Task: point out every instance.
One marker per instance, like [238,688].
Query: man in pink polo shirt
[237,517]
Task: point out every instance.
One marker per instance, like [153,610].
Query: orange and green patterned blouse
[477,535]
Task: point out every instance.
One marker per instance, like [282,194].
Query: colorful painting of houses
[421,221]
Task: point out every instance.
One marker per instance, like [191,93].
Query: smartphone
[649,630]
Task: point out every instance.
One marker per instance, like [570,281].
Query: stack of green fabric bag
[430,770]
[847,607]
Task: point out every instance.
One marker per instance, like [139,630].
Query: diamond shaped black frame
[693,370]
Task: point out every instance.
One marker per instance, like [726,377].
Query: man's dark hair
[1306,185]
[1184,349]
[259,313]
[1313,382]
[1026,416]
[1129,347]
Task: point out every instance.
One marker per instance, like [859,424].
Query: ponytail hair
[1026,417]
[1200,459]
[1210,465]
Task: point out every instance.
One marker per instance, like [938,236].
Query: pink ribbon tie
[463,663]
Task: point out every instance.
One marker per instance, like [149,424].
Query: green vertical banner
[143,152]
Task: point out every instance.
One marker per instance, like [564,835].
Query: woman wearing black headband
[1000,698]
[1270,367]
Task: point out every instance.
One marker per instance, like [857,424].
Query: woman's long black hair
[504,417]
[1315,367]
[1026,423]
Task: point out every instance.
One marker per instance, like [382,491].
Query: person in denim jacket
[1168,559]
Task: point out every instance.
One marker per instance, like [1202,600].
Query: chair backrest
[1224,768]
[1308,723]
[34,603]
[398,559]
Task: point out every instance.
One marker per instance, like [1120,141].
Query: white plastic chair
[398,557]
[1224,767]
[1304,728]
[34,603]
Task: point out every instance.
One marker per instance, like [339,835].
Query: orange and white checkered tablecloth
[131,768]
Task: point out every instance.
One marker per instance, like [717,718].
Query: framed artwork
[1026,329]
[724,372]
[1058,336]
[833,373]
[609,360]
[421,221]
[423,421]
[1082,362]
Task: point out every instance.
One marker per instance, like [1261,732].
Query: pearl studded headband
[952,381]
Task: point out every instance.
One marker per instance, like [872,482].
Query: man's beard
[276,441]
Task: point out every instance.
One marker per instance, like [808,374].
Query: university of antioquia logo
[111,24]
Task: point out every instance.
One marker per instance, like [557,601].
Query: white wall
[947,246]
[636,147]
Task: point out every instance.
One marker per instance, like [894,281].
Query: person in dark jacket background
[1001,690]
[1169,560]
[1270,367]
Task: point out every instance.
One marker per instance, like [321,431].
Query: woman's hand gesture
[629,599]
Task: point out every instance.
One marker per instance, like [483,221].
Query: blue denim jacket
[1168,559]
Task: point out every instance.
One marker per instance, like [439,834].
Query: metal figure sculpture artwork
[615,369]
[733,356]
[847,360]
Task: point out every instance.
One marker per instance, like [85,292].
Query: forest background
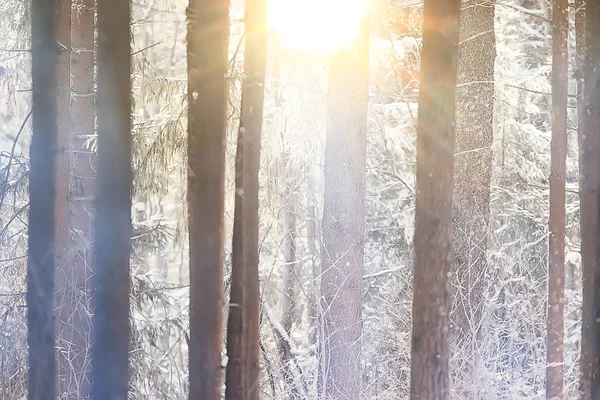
[512,353]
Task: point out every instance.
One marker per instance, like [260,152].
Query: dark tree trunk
[556,241]
[83,187]
[289,278]
[344,220]
[63,303]
[473,173]
[42,192]
[243,327]
[433,214]
[208,38]
[73,302]
[113,204]
[589,170]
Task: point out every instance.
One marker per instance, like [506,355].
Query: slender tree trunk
[589,170]
[433,214]
[473,173]
[556,242]
[113,203]
[63,300]
[344,220]
[83,185]
[313,306]
[289,277]
[208,38]
[42,191]
[73,266]
[243,329]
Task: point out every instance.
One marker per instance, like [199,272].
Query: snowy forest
[299,200]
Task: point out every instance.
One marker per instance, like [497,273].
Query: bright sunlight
[318,25]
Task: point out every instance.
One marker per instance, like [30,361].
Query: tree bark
[473,173]
[73,316]
[42,192]
[63,303]
[113,229]
[589,170]
[344,220]
[208,37]
[556,242]
[289,277]
[433,214]
[243,329]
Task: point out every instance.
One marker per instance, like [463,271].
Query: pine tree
[42,192]
[472,179]
[83,191]
[243,371]
[433,214]
[344,220]
[63,300]
[207,43]
[113,203]
[556,242]
[589,193]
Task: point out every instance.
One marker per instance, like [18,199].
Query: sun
[317,25]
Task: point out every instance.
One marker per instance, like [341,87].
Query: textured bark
[73,295]
[433,214]
[589,170]
[344,220]
[42,191]
[208,37]
[289,278]
[243,370]
[113,230]
[556,241]
[473,173]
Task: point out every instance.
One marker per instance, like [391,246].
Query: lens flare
[317,25]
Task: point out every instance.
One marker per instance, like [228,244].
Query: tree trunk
[344,220]
[433,214]
[473,173]
[289,278]
[243,328]
[589,169]
[208,37]
[63,299]
[73,319]
[556,242]
[113,203]
[42,191]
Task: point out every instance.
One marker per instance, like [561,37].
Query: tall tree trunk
[344,220]
[63,299]
[208,38]
[42,192]
[74,322]
[113,203]
[243,329]
[589,170]
[433,214]
[289,277]
[556,242]
[473,173]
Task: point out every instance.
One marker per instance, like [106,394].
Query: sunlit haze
[318,25]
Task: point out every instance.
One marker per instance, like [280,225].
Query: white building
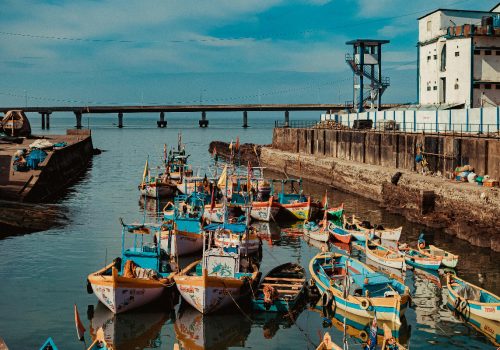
[459,58]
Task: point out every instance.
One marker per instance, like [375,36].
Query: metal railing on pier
[459,130]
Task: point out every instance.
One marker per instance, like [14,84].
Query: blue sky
[219,51]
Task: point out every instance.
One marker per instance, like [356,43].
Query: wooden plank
[283,285]
[285,279]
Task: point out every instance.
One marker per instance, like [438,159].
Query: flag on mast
[80,330]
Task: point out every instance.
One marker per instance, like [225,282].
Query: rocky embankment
[248,152]
[468,211]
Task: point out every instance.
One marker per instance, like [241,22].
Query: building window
[443,58]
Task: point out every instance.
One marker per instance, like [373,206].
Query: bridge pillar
[120,120]
[78,116]
[203,122]
[48,120]
[245,119]
[162,123]
[43,120]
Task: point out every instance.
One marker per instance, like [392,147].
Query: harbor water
[43,274]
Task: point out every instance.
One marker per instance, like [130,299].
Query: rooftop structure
[459,57]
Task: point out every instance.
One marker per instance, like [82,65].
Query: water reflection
[137,329]
[195,331]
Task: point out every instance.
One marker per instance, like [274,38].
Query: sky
[150,52]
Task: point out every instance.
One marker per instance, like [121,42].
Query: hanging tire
[364,304]
[89,287]
[326,298]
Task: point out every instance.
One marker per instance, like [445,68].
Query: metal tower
[366,63]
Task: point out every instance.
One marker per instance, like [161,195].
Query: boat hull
[183,243]
[209,294]
[120,294]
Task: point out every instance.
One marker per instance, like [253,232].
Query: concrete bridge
[162,110]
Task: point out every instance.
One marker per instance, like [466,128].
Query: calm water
[43,274]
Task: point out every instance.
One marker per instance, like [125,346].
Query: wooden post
[43,120]
[245,119]
[162,123]
[78,116]
[120,120]
[203,122]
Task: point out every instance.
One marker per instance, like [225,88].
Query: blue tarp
[236,228]
[35,157]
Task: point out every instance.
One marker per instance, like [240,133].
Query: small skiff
[280,289]
[469,298]
[385,256]
[448,259]
[420,259]
[49,345]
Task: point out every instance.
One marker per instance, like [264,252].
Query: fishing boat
[182,235]
[99,342]
[49,345]
[344,231]
[159,186]
[296,203]
[131,330]
[390,234]
[328,344]
[316,232]
[420,259]
[490,328]
[222,330]
[15,123]
[352,286]
[448,259]
[236,235]
[216,281]
[385,256]
[141,275]
[280,289]
[469,298]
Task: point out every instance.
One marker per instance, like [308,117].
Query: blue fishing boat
[142,274]
[181,233]
[49,345]
[295,203]
[280,289]
[352,286]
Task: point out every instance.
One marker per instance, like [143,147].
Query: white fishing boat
[139,277]
[215,281]
[385,256]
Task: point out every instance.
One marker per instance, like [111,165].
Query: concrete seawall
[364,162]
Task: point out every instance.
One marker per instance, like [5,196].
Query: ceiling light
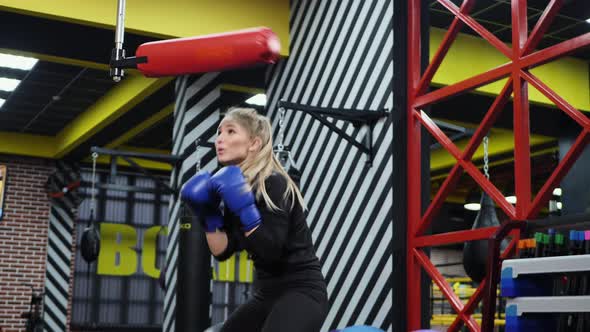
[8,84]
[17,62]
[258,99]
[472,206]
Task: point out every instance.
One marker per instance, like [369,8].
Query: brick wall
[23,236]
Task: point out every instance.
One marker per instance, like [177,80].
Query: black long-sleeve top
[281,247]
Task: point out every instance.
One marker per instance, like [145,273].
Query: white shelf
[548,304]
[574,263]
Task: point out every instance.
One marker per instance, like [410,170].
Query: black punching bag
[193,295]
[475,253]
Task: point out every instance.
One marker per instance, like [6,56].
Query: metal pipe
[120,32]
[118,53]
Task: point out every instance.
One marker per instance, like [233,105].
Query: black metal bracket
[356,117]
[460,132]
[128,156]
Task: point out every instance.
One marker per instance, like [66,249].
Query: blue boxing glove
[199,196]
[229,183]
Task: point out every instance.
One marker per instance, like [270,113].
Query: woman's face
[233,143]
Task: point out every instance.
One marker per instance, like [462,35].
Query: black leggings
[295,310]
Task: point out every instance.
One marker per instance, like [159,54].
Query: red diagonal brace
[456,171]
[444,47]
[497,43]
[570,110]
[463,86]
[483,182]
[559,173]
[445,288]
[542,25]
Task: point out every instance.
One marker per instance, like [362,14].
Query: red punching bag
[216,52]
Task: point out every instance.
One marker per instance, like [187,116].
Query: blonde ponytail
[260,165]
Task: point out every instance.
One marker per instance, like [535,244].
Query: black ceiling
[50,96]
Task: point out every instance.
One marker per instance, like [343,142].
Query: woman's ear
[255,144]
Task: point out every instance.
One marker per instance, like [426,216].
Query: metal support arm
[356,117]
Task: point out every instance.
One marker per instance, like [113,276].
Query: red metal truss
[521,56]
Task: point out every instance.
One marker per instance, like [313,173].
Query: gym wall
[342,57]
[23,236]
[196,115]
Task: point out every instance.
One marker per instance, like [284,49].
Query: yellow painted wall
[173,18]
[470,55]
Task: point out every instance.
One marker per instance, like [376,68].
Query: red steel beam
[444,191]
[444,47]
[413,185]
[453,177]
[470,306]
[559,173]
[483,182]
[483,32]
[474,82]
[522,150]
[570,110]
[554,52]
[542,25]
[445,288]
[454,237]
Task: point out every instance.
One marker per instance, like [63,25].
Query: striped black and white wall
[196,116]
[59,245]
[341,57]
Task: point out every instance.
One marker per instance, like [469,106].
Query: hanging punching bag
[475,253]
[210,53]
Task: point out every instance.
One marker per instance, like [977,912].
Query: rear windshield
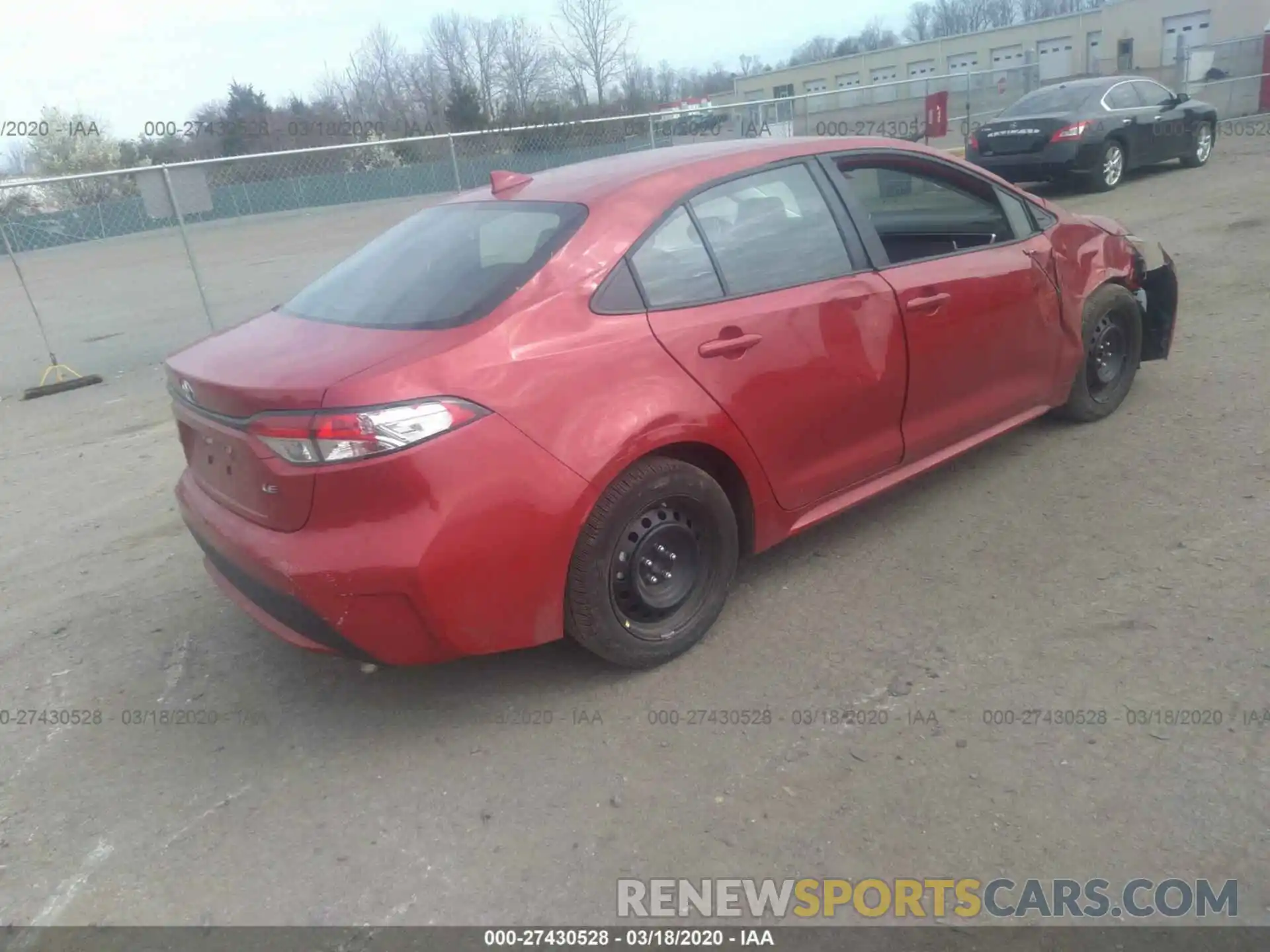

- - - - - - -

The exercise: Pull out every line of the listing above that contains the word "pink", and copy each one as it appears.

Finished answer:
Query: man in pink polo shirt
Query: pink ribbon tie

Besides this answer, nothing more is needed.